Collection entries
· · · · · · ·

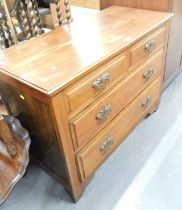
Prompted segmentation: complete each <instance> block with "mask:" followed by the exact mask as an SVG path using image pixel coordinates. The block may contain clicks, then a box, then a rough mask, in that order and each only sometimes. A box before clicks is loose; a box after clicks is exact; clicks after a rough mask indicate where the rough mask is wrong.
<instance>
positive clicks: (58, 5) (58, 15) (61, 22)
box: [54, 0, 63, 26]
mask: <svg viewBox="0 0 182 210" xmlns="http://www.w3.org/2000/svg"><path fill="white" fill-rule="evenodd" d="M54 3H55V5H56V12H57V18H58V23H59V25H60V26H62V24H63V19H62V14H61V8H60V0H55V1H54Z"/></svg>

· · · · · · ·

→ **DIRECTIONS**
Please copy the lines above exactly as written, apart from any pictures.

→ **RESULT OF THIS TASK**
Prompted segmentation: complete each <instance> block with "mask:" followed by the exact mask as an SVG path using image pixel coordinates. The block may contain clicks, then a box, then a rough mask, in that order and each only sometimes. A box before clicks is loose; a box after clicks is exact; clicks after a rough mask indicate where the rough mask is wrong.
<instance>
positive clicks: (58, 5) (58, 15) (61, 22)
box: [54, 0, 63, 26]
mask: <svg viewBox="0 0 182 210" xmlns="http://www.w3.org/2000/svg"><path fill="white" fill-rule="evenodd" d="M54 3H55V5H56V12H57V18H58V23H59V25H60V26H62V24H63V19H62V14H61V8H60V0H55V1H54Z"/></svg>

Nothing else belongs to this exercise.